**Text provided**
◇ ◇ ◇ ◇

Redox (ASX:RDX) executives told investors the company delivered first-half FY2026 growth despite what management described as a “subdued global demand backdrop,” supported by acquisitions, segment mix, and continued momentum in North America.
First-half performance highlights
Chief Executive Officer and Managing Director Raimond Coneliano said Redox grew sales 6.6% year over year to AUD 674 million, citing contributions from recently acquired businesses and “particularly strong outcomes” in industrial and food, as well as North America. Gross profit increased 5.9% to AUD 145 million, while gross margin held at 21.5%.
On capital returns and shareholder distributions, management reported pro forma earnings per share of AUD 0.083, up 8.9% from the prior corresponding period, and after-tax return on invested capital of 14%, up 0.5 percentage points. The board declared an interim dividend of AUD 0.065 per share, representing a 78% payout of NPAT and within the company’s stated 60%–80% target range. CFO Kim Yap said the dividend will be paid on March 25.
Segment and regional drivers
Discussing revenue drivers, Coneliano said acquisitions and market share gains offset softer underlying demand. He noted industrial sales rose 29%, largely due to the contribution from Molekulis (a distributor of transformer oils), demand tied to power generation and transmission, and “significant customer wins in North America.” Food sales also increased, supported by new customer conversions and “share of wallet” wins.
However, the human health and nutrition segment declined in the half, which management attributed to softer demand in New Zealand. Coneliano said Redox’s breadth helps in uneven demand environments, where softness in one segment can be offset by strength in others.
Management emphasized that pricing remained broadly stable in the half, with growth driven by volume, product mix, and acquisitions rather than inflation.
On the regional split, Yap said Australian and New Zealand sales were 5% higher than the prior period, calling it a solid result given softer demand conditions in certain areas—particularly New Zealand human health. North America’s growth “improved sharply” in the first half, which she attributed to expansion into new industry sectors and additional active products.
Costs, cash flow, and balance sheet
Yap reported underlying EBITDA (FX) increased 4.7% to AUD 65 million, with costs “well controlled relative to revenue growth.” Underlying operating expenses rose AUD 6 million to AUD 85.8 million, driven by volume-linked expenses and higher administration costs that were primarily staff-related. She also pointed to AUD 2.4 million of “other expenses” tied to additional warehouse lease amortization and higher tax, climate reporting, and compliance costs.
Cash generation was a key theme in the briefing. Yap said cash flow from operations increased AUD 50.2 million to AUD 62.2 million. Free cash flow conversion rose to 91.4% from 19.7% in the prior corresponding period, which she attributed to timing of incoming shipments resulting in lower inventory. Yap cautioned that the level of conversion was above the normal range due to timing, but said it demonstrated the business’s inherent cash generation.
Redox ended the half with AUD 145 million in net cash and zero net debt. Coneliano and Yap both said the balance sheet provides capacity to pursue strategic M&A, as well as organic growth.

◇ ◇ ◇ ◇

Excerpts of labeled region data
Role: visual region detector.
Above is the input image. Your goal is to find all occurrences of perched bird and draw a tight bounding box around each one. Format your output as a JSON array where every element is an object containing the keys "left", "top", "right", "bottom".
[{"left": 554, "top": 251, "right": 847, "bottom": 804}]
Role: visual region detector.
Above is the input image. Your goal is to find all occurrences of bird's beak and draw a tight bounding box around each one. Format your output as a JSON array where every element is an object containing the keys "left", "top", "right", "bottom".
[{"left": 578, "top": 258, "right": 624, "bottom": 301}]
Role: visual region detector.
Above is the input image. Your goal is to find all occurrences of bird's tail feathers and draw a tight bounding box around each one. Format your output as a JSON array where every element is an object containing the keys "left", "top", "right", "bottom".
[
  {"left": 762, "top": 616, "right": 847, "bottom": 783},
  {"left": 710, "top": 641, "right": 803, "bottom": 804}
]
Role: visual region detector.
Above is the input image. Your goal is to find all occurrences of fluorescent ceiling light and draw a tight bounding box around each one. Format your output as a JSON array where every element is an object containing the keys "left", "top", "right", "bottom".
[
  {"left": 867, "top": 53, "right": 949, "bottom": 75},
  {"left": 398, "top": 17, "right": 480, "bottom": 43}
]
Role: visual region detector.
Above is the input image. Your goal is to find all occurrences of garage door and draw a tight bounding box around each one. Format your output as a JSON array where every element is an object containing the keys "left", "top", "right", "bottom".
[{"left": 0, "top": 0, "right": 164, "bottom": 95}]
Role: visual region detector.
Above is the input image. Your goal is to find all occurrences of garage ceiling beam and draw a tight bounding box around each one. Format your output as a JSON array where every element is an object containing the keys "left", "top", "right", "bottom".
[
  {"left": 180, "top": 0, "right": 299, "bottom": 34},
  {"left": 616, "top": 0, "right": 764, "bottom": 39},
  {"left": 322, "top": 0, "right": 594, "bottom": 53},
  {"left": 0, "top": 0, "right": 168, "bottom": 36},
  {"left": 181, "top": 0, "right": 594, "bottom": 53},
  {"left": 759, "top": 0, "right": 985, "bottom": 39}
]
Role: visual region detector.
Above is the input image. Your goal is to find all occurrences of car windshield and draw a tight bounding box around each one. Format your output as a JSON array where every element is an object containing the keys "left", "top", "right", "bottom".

◇ ◇ ◇ ◇

**Given problem 1**
Answer these questions using the Redox results report:
(a) By what percentage did sales grow year over year, and to what amount?
(b) What interim dividend per share did the board declare?
(c) What free cash flow conversion rate did the company report for the half?
**Given problem 2**
For each statement, say whether the Redox results report supports it. Answer yes or no, and quote the words that decide it.
(a) Gross margin declined during the half.
(b) Industrial sales rose 29%.
(c) Redox finished the half carrying net debt.
**Given problem 3**
Write the next part of the Redox results report, beginning after its final sentence.
The listing comes from a source separate from the Redox results report.

**Written answer 1**
(a) 6.6%, to AUD 674 million.
(b) AUD 0.065 per share.
(c) 91.4%, up from 19.7% in the prior corresponding period.

**Written answer 2**
(a) No: "gross margin held at 21.5%."
(b) Yes: "industrial sales rose 29%."
(c) No: "Redox ended the half with AUD 145 million in net cash and zero net debt."

**Written answer 3**
North America: wins, opportunities, and variability
In Q&A, UBS’s Vignesh Nair asked about the strength of the U.S. business and the repeatability of performance. Coneliano said the U.S. business has been growing “in fits and spurts,” which he attributed to its lower maturity, and argued it should become more predictable over time. He cited broad-based progress across industrial, personal care, and food.
Coneliano shared an example of a product used to de-ice airplanes, saying Redox held a large proportion of the Australian and New Zealand market for the product but found a “huge market” in the U.S., leading to a major customer win after a short sales cycle. He said the company continues to see significant opportunity in the U.S., including through potential acquisitions that could help the business mature faster.
M&A approach, pricing outlook, and tariffs
On acquisitions, Coneliano said Redox has a “very full pipeline” in the U.S. but stressed a disciplined process that prioritizes cultural fit and sustainable earnings, and avoids rushing deals. He told investors the company is hoping to execute “something in the next 12 months,” but did not provide a more specific timeline.
Asked about pricing in the second half amid inflation, Coneliano said supply-and-demand dynamics will be important, pointing to capacity closures and plant shutdowns—particularly in Europe, as well as in Southeast and North Asia. With prices stable for an extended period, he said he believes “the only way is up” and that there is more upward pricing pressure from manufacturers than downward pressure.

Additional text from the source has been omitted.